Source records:
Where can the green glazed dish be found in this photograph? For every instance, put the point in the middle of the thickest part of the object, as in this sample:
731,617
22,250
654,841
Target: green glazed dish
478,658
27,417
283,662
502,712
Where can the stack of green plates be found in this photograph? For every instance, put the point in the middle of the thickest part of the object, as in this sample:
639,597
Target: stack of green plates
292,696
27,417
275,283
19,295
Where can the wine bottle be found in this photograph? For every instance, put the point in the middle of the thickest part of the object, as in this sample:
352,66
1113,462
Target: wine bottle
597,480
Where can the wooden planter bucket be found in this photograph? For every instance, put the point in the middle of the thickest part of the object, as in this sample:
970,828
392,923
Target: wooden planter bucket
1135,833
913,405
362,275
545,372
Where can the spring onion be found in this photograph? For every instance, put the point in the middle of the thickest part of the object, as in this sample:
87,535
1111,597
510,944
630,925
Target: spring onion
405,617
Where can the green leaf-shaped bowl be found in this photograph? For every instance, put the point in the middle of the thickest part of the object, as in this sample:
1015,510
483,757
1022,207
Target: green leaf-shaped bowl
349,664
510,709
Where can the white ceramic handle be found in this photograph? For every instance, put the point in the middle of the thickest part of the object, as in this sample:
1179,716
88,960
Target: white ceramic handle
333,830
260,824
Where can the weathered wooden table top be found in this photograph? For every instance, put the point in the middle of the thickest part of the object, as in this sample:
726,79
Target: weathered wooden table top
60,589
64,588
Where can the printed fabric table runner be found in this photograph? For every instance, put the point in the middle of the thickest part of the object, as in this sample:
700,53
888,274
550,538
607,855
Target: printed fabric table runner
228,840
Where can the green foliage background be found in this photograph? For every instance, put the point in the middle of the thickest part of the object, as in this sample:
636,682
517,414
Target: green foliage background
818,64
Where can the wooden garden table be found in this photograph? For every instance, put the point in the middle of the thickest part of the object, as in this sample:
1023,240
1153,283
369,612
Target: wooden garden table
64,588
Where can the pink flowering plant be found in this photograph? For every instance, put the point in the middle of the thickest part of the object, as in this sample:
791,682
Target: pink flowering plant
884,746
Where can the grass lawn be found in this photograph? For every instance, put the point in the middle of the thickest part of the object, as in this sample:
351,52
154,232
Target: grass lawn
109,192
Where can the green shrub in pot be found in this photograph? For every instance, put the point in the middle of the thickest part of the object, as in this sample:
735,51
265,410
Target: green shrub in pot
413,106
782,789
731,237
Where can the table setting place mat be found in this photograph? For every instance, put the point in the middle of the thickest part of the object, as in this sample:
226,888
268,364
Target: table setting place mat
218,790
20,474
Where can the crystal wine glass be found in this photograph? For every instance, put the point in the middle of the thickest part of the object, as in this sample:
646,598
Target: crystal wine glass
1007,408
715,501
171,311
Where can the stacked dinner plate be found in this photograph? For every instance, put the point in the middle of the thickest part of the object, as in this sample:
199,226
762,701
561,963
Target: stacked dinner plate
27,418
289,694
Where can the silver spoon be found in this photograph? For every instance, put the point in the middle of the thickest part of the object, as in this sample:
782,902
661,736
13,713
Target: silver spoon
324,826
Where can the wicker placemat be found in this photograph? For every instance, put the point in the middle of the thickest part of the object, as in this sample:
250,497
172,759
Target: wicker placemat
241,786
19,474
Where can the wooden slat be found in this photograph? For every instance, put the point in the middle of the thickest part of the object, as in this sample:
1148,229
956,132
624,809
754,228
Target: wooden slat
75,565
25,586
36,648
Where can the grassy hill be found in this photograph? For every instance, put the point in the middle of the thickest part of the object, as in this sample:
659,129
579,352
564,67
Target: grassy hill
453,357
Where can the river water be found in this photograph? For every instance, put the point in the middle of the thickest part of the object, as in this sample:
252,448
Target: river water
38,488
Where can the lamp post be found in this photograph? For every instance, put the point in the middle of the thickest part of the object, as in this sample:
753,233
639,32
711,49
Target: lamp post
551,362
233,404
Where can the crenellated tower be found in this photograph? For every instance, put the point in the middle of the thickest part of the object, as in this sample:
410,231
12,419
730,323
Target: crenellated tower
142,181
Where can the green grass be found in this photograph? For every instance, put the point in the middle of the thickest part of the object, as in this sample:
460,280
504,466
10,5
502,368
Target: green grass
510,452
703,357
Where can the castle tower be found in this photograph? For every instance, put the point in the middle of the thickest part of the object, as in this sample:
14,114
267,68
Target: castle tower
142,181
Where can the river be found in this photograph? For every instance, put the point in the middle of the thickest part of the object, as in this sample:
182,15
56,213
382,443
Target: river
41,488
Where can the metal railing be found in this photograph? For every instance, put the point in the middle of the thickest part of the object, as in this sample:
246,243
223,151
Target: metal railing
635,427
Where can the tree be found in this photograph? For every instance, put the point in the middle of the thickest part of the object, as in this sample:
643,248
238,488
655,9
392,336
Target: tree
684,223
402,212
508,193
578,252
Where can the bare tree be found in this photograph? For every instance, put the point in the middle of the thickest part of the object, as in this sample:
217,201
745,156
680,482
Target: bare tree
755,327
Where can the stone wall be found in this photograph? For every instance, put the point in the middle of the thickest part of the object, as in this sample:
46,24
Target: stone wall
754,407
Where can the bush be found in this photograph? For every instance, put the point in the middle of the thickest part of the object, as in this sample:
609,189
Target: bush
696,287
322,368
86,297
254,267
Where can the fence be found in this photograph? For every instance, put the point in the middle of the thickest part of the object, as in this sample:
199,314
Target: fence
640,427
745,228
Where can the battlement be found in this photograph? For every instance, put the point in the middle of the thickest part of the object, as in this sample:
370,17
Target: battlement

WHAT THIS TASK INVOLVES:
Present all of the lines above as a numbered list, leaving out any blank lines.

RESPONSE:
1. Where can the green glazed dish be found in this photograph? For every instance, put the point in the middle of the thickest part of the object, as in this sample:
2. 731,617
3. 22,250
4. 654,841
5. Target: green glazed dish
6. 478,658
7. 27,417
8. 283,662
9. 502,712
10. Where can the stack of green plates be found in this photograph? For every instance, put the point in the middle of the thickest part of the object, as in this sample:
11. 639,597
12. Target: stack of green plates
13. 292,696
14. 27,417
15. 275,283
16. 19,295
17. Where can the wine bottle be found in this photograph? For every instance, put the point in the middle of the thickest part of the object, as in this sample:
18. 352,66
19. 1113,462
20. Target: wine bottle
21. 597,480
22. Where can the wooden planter bucket be found in this photograph? For every instance, put the point in the middle of the thickest part of the object, as in this sample:
23. 970,828
24. 392,923
25. Target: wooden planter bucket
26. 1135,833
27. 913,405
28. 362,275
29. 545,372
30. Where can the spring onion be found in this photograph? For every instance, put the point in the middle of the thickest part of the object, as in this sample:
31. 87,535
32. 1111,597
33. 510,944
34. 630,925
35. Target: spring onion
36. 405,617
37. Where can the green leaf-shaped bowl be found in this photograph? For every instance, put the point in the middle of the thickest part of the object, as in this sample:
38. 1015,510
39. 483,757
40. 1022,207
41. Target: green leaf-shaped bowl
42. 349,664
43. 510,709
44. Where can the white ceramic handle be found in this photograph? For every instance, put the point in the middle of the thickest part of the object, as in this sample:
45. 1179,716
46. 88,960
47. Target: white ceramic handle
48. 333,830
49. 260,824
50. Where can the weathered wooden table top be found in this photograph? For every instance, put the point in the middle of the thickest part of the object, as in this sample:
51. 726,79
52. Target: weathered wooden table top
53. 60,589
54. 64,588
55. Where can the printed fabric table runner be found in this photograph? For every instance, put the point in the middle of the thickest part of the object, as in this sample:
56. 700,53
57. 888,274
58. 550,538
59. 607,855
60. Target: printed fabric table runner
61. 228,840
62. Where can the green foliage background be found in this photograph? For every instance, put the point in the middle of the thickest part of the object, as in this sample:
63. 636,682
64. 517,414
65. Target: green foliage background
66. 818,64
67. Where can the wooden garden table be found in this photograph? For every instance, put the point in the middle of the thickest part of the object, as in this sample:
68. 1023,240
69. 1153,283
70. 369,612
71. Target: wooden garden table
72. 64,588
73. Where can the pink flowering plant be found in this photograph? For every instance, put the point in the middle of the thickest part of the object, as in this sample:
74. 791,682
75. Target: pink flowering plant
76. 884,746
77. Where can the grass lawn be found in this photograph? For every instance, put the point in the middle of the thickest part of the object, as in this sample:
78. 351,52
79. 154,232
80. Target: grass lawn
81. 109,192
82. Where can the green shrub in pot be found in this photograph? For every instance, put the point in the middle of the thickest part of the object, as in this sample:
83. 735,51
84. 265,410
85. Target: green shrub in pot
86. 413,106
87. 782,789
88. 731,237
89. Where can the table setting place mat be found in this photograph? For every instance, put the point in the middle of the thickest part of the object, as in this sample:
90. 226,888
91. 268,364
92. Target: table setting place mat
93. 218,790
94. 20,474
95. Where can the crystal wine glass be found in this photograph? For every instance, put the point in the middle of the thickest part of the object, as in this sample:
96. 646,598
97. Target: crystal wine glass
98. 1007,408
99. 715,501
100. 171,311
101. Where can the stacked dinner plate be found in this photograph? For every instance, put the point in the middle of the thickest part of the object, as in this sample:
102. 199,226
103. 762,701
104. 561,963
105. Target: stacked dinner plate
106. 27,418
107. 289,694
108. Where can the silver spoon be found in this photograph? For every instance, put the point in the middle of the thickest part of the object, as in this sample:
109. 782,902
110. 661,736
111. 13,713
112. Target: silver spoon
113. 324,826
114. Where can the wicker placemat be found in this photograph? For every instance, put the point in the middle of the thickest part of the object, as in this sample:
115. 250,497
116. 172,759
117. Target: wicker placemat
118. 241,786
119. 19,474
120. Where can the wooden slat be found in this photograph? For every instance, put the point in the middle of the thickest part of the object, as in this sample:
121. 1148,229
122. 956,132
123. 624,809
124. 754,228
125. Target: wooden slat
126. 75,565
127. 25,586
128. 36,648
129. Where can the grassy hill be found in this photograph? For every instance, put the point in the middle of the thickest part of the object, as in this sample:
130. 659,129
131. 579,352
132. 564,67
133. Target: grassy hill
134. 453,357
135. Where can the river water be found in this photograph? For every instance, put the point in the middle of the thickest part of the object, as in this sample:
136. 252,448
137. Target: river water
138. 38,488
139. Where can the lamp post be found in this photograph? For every instance, put the point in the middle of the thickest part of the object, as in this sample:
140. 753,233
141. 639,32
142. 711,49
143. Target: lamp post
144. 551,362
145. 233,404
146. Where can the crenellated tower be found in this photograph? For every instance, put the point in the middle of the thickest part of the object, as in this sample:
147. 410,231
148. 12,419
149. 730,323
150. Target: crenellated tower
151. 142,181
152. Where can the green grass be found in this photograph? For every instance, put the point in the middle of the thickest part of the object, as in this sample:
153. 460,280
154. 504,466
155. 10,5
156. 502,368
157. Target: green grass
158. 510,452
159. 703,357
160. Where can the castle tower be found in this photograph? For every instance, put the point in the middle of the thickest part of the object, as in this sample:
161. 14,114
162. 267,68
163. Target: castle tower
164. 142,181
165. Where can the river be found in this photograph? For every instance, put the point in the middle of the thickest part of the object, as in this sample:
166. 182,15
167. 56,213
168. 382,443
169. Target: river
170. 41,488
171. Where can the metal railing be found in this photograph? For every instance, put the point in the middle of the thickest part of the object, as in this sample:
172. 246,243
173. 223,151
174. Target: metal railing
175. 635,427
176. Where can the tree be found in this photograph? For every instance, put the point in the middle of the thickest part of the object, as in this sample:
177. 643,248
178. 238,488
179. 655,9
180. 392,336
181. Target: tree
182. 684,223
183. 402,212
184. 508,193
185. 578,252
186. Where can the bare tree be found in this photograph? For every instance, put the point in the middle of the thickest part of the object, as in this sample:
187. 217,201
188. 745,156
189. 680,482
190. Target: bare tree
191. 755,327
192. Where can the stone wall be found in this photograph? For every instance, put the point in the middle of the thickest part of the object, as in this sample:
193. 46,24
194. Target: stone wall
195. 754,407
196. Where can the bush be found in this photograph? For every instance, put the point in the middle of the thickest part of the object, as in this sample:
197. 609,189
198. Target: bush
199. 696,287
200. 322,368
201. 86,297
202. 254,267
203. Where can the fence be found in this photograph? For every instance, put the point in the middle of the thickest part of the object, as in this sample:
204. 199,314
205. Target: fence
206. 640,427
207. 745,228
208. Where can the battlement be found in this photograph? For every instance, put the point in the middle of the thickest part of the object, as in this sample:
209. 370,17
210. Target: battlement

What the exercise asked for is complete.